Give back the full listing as written. No pictures go with it.

PROVIDED INFORMATION:
□ □ □

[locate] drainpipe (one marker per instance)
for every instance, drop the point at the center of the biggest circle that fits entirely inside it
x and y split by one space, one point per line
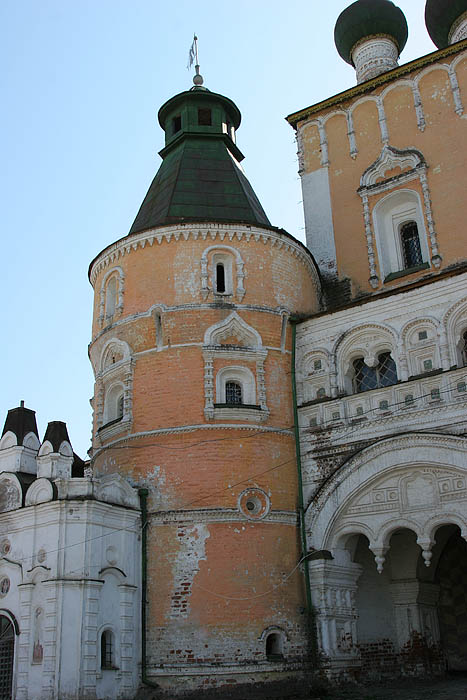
143 498
312 642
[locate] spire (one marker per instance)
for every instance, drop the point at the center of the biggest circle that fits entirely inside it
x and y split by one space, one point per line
200 178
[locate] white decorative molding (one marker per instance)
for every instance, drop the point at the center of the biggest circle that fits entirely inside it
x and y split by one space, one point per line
351 134
214 231
371 493
391 158
40 491
383 125
120 284
458 31
11 492
113 488
249 348
373 56
455 90
373 181
207 287
220 515
323 142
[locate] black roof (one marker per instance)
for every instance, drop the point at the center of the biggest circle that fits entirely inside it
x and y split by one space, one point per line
56 433
366 18
21 421
440 15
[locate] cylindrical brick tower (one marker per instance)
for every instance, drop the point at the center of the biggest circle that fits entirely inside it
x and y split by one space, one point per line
191 349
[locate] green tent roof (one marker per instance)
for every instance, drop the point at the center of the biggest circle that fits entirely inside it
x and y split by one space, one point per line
440 15
200 178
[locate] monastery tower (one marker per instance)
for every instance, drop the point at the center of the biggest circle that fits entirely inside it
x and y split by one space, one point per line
191 351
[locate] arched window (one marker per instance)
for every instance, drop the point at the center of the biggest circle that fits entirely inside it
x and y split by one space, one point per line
220 278
233 393
120 406
7 648
274 646
410 244
367 378
464 348
107 650
110 297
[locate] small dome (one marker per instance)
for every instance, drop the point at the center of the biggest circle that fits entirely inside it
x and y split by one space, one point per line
439 18
366 18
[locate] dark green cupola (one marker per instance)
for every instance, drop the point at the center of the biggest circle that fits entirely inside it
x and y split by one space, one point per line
370 35
446 21
200 178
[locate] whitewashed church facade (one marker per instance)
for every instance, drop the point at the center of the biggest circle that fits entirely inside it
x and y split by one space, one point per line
101 597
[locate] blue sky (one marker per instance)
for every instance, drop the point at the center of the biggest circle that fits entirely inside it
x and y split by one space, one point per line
81 82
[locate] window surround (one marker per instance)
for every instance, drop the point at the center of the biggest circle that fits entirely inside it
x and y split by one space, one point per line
242 376
117 274
114 380
113 665
248 351
233 270
379 234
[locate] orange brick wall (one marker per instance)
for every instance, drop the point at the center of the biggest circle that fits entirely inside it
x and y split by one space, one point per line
213 574
442 143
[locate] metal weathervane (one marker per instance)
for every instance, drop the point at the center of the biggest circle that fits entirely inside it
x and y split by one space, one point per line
193 58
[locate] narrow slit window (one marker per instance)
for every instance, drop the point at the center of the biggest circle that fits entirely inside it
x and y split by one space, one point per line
106 649
233 393
273 646
176 124
220 278
120 406
410 242
464 349
204 117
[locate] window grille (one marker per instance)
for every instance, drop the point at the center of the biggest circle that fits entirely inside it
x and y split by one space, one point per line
120 406
220 278
204 117
106 649
464 348
233 393
410 241
367 378
7 646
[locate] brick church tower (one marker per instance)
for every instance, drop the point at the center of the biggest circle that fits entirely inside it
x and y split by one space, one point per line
191 349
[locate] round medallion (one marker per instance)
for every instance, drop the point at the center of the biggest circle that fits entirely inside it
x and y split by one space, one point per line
254 503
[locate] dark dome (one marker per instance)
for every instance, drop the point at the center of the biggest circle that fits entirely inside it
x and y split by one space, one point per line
367 18
440 15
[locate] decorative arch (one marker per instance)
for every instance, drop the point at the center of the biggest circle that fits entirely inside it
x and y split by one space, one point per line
222 255
455 325
114 366
367 341
233 327
113 352
111 301
372 489
384 218
245 352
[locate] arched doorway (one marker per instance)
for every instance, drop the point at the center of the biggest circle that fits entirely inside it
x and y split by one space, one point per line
7 647
451 576
389 567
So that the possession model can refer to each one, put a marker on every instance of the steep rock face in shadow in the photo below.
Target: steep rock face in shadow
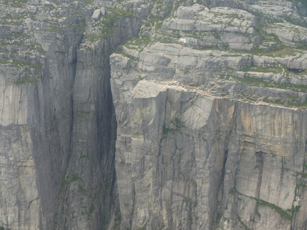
(204, 127)
(186, 160)
(58, 123)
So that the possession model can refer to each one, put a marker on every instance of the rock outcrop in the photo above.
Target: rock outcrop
(209, 137)
(196, 122)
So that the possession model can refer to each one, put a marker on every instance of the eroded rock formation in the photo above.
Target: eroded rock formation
(196, 122)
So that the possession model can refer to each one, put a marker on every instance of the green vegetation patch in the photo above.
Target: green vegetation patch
(15, 3)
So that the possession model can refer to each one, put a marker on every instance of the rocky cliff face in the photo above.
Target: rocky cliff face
(210, 111)
(204, 127)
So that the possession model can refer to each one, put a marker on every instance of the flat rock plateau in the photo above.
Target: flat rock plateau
(153, 115)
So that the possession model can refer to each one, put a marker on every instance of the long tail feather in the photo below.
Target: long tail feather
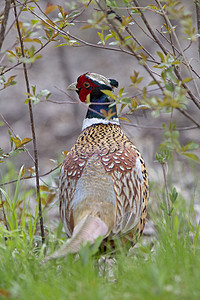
(87, 230)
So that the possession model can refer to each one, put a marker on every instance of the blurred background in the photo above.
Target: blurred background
(58, 125)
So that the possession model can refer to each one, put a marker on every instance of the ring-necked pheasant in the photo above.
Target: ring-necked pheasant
(103, 180)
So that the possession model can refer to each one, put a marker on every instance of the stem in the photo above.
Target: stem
(198, 22)
(4, 22)
(166, 187)
(32, 127)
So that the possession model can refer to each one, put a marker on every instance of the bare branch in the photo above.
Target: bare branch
(4, 22)
(198, 22)
(32, 127)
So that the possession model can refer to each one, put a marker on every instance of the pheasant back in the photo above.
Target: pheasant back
(104, 175)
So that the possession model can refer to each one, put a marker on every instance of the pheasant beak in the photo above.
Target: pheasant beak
(72, 87)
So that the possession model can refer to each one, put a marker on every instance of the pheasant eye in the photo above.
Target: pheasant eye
(86, 85)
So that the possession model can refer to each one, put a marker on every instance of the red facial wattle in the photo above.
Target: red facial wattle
(85, 87)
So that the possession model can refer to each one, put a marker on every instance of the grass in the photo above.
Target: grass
(167, 270)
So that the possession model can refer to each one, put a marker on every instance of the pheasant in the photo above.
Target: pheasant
(103, 180)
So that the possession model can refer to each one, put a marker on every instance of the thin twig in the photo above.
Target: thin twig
(164, 167)
(194, 99)
(14, 134)
(4, 22)
(32, 127)
(30, 177)
(198, 22)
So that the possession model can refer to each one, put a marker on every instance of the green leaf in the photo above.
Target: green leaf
(169, 86)
(161, 55)
(192, 156)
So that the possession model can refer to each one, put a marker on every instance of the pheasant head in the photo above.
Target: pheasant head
(90, 88)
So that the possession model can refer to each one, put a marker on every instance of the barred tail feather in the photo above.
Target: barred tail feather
(87, 230)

□ □ □

SOLUTION TO THE EXERCISE:
[locate] drainpipe (one marker per instance)
for every instance, drop the point at the center of the biggest circle that fits entirely inside it
x and y split by one space, one point per line
143 498
312 642
[locate] spire (one marker per instance)
for every instance, drop the point at the center of the biggest circle that fits entirely inside it
x and y split by one space, one point per line
200 178
[locate] white decorative molding (one marker per instance)
for every instance, drop the point at the center of the biggest circle that fits entirely inside it
x and y split by one space, one point per line
351 134
214 231
371 493
391 158
40 491
383 125
120 284
458 31
11 492
113 488
249 348
373 56
455 90
373 181
207 287
220 515
323 142
[locate] black roof (one marker per instance)
for every instance, drop the point at the center of the biggest circle that fits entirely inside it
x and y split by one space, one point per line
56 433
366 18
21 421
440 15
[locate] cylindrical brick tower (one marker per instance)
for every instance, drop the point at the center of the biggest circle that fits entirely inside it
x and y split by one space, one point per line
191 349
[locate] green tent roof (one marker per instance)
for every instance, drop the point at the center of the biggest circle that fits entirely inside it
x and y split by one space, one point per line
440 15
200 178
[locate] monastery tower (one marker per instance)
for every instance, drop the point at the center of the biggest circle that fits entirely inside it
x and y split by one space, one point per line
191 351
[locate] arched window (one marker per instance)
for every instance, drop the point at the center of the biggest circle that fits entirely inside it
x and y split by one space, one point per line
220 278
233 393
120 406
7 648
274 646
410 244
367 378
464 348
107 650
110 297
[locate] small dome (one marker per instance)
for every instance, drop the point at the center of the biggest circle that fits entirely inside it
x and y split by one space, one point per line
439 18
366 18
[locate] dark green cupola (one marker per instance)
for every instance, drop the point at the center of the biggest circle that fits entirely inside it
x and y split by one space, one point per line
370 35
446 21
200 178
[locate] whitewashed church facade (one marker per instance)
for every instance, drop the point at the center of the biggest circle that fits entirely inside it
x and y split by one space, one point per line
101 597
[locate] blue sky (one marker per instance)
for every instance, drop the point at the center of the biggest circle that fits entirely inside it
x and y split by one space, one point per line
81 82
[locate] window surround (one marker per instance)
for every instance, drop the point at the center of the biggest circle that fits entirely inside it
x and y split by one space, one point per line
242 376
117 274
114 380
113 665
248 351
233 270
379 234
[locate] orange brick wall (one marker per instance)
for every instance, drop the point at the center of the biggest circle that fits entirely inside it
x and y split by one space, one point per line
213 574
442 143
[locate] metal weathervane (one marker per instance)
for every instance, drop the point at the center of the biggest circle that fits entirely inside it
x and y split by one space, one point per line
193 58
[locate] narrow slit window (one marker per instance)
for every instance, drop the point at the center of the biggest circle that fits entirely inside it
x and y split by one space, one point per line
106 649
233 393
273 646
176 124
220 278
120 406
410 242
464 349
204 117
[locate] window grille (one marker per instance)
for every instance, drop the point at the center of the biggest circle that fits entirely inside it
x and y split by one space, one point per line
120 406
220 278
204 117
106 649
464 348
233 393
410 241
367 378
7 646
[locate] brick church tower (one marker per instance)
for every instance, drop the point at the center of the biggest circle that fits entirely inside it
x and y split by one space, one point per line
191 349
[locate] round medallion (one marker per instance)
for every instance, drop the point at the center of the biggest circle that fits entirely inside it
x and y split by one space, one point per line
254 503
[locate] dark dome (one marker per instance)
for every instance, drop the point at the center of the biggest circle that fits entirely inside it
x and y split by one space, one point per line
367 18
440 15
[locate] decorative arch (one marker per instance)
for every instance, drop the point at the center of the biggest circle that fits entirely inside it
x and y split by one space, one point per line
222 255
455 325
114 366
367 341
233 327
113 352
111 301
372 489
384 218
245 352
[locate] arched doorway (one marker per instance)
for every instance, drop the point at the center of the biggest circle that fits entirely inside it
x and y split by one space, one point per line
7 647
451 576
389 567
So that the possession model can refer to each one, put a marker on every instance of the steep rock face in shadow in the photo below.
Target: steep rock face in shadow
(204, 127)
(186, 160)
(58, 123)
So that the possession model can refer to each one, put a marker on every instance of the rock outcrop in the photo above.
Target: rock outcrop
(209, 137)
(196, 122)
So that the possession model can refer to each one, put a marker on every instance of the eroded rock formation in the photo above.
Target: eroded rock formation
(196, 122)
So that the possession model can refer to each one, put a marker on every instance of the green vegetation patch in the photo above.
Target: green vegetation patch
(15, 3)
So that the possession model can refer to each one, put a marker on every instance of the rocky cliff face in the photo above.
Target: rocky cliff face
(210, 111)
(204, 127)
So that the possession model can refer to each one, put a marker on every instance of the flat rock plateau in the photo above.
Target: flat rock plateau
(153, 115)
So that the possession model can refer to each one, put a marker on every instance of the long tail feather in the photo below.
Target: long tail feather
(87, 230)
So that the possession model can refer to each one, put a marker on every instance of the blurred background in the photo above.
Target: blurred background
(58, 125)
So that the possession model can refer to each one, put a marker on every instance of the ring-necked pheasant in the photo above.
Target: ring-necked pheasant
(103, 180)
So that the possession model can refer to each one, put a marker on every instance of the stem in the photo above.
Target: stem
(198, 22)
(4, 22)
(166, 187)
(32, 127)
So that the possession model can refer to each one, put a marker on every instance of the bare branch in the photo above.
Target: bare branch
(4, 22)
(198, 22)
(32, 127)
So that the possession model can refer to each one, put a marker on every instance of the pheasant back in the photo above.
Target: pheasant back
(104, 175)
So that the possession model can refer to each one, put a marker on every instance of the pheasant beak in the photo above.
Target: pheasant beak
(72, 87)
So that the possession model can refer to each one, put a marker on every instance of the pheasant eye in the photo above.
Target: pheasant eye
(86, 85)
So that the possession model can refer to each one, put a marker on every instance of the red facial wattle in the photo above.
Target: red facial wattle
(85, 87)
So that the possession model can refer to each one, put a marker on every instance of the grass in the photo above.
Target: grass
(167, 270)
So that the possession model can refer to each one, put a marker on every instance of the pheasant in the photo above.
Target: pheasant
(103, 180)
So that the possession model can refer to each one, put a marker on every instance of the thin twig in the photo above.
Target: thin twig
(164, 167)
(194, 99)
(14, 134)
(4, 22)
(32, 127)
(30, 177)
(198, 22)
So that the possession model can refer to each one, put a marker on every instance of the green leaf in the photo above.
Target: green leaf
(169, 86)
(161, 55)
(192, 156)
So that the possession model can refer to each one, put a marker on every instance of the pheasant head in the photo above.
Target: pheasant head
(90, 88)
So that the possession model can refer to each one, put a marker on every instance of the barred tail feather in the photo above.
Target: barred tail feather
(87, 230)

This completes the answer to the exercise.